== Source extract ==

A native of Baltimore, Maryland, Cornell “Gil” Gilmore graduated from the University of Maryland in 1980 with a B.S. in sociology. After enlisting in the Army in 1981, and qualifying as a legal specialist, Gilmore served in a variety of assignments and locations, including: 5th Combat Aviation Battalion, Fort Polk, Louisiana; 3d Squadron, 12th Cavalry, Germany; U.S. Disciplinary Barracks, Fort Leavenworth, Kansas; 1st Armored Division, Germany; 3d Infantry Division, Germany; 25th Infantry Division, Hawaii; and I Corps, Fort Lewis, Washington.

Sergeant Major Gilmore is the highest decorated noncommissioned officer in the history of the JAG Corps; he was awarded a posthumous Distinguished Service Medal for his exceptionally meritorious service in a position of great responsibility in November 2003.

MG Alton H. Harvey.

HARVEY, Alton H.

===
== Available data ==

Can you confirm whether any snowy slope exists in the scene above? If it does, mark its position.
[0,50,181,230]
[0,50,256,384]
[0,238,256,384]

===

• **Aim**
Reproduce the Gilmore biography from "Sergeant Major Gilmore" to "Alton H. Harvey.", word for word.

• **Task response**
Sergeant Major Gilmore is the highest decorated noncommissioned officer in the history of the JAG Corps; he was awarded a posthumous Distinguished Service Medal for his exceptionally meritorious service in a position of great responsibility in November 2003.

MG Alton H. Harvey.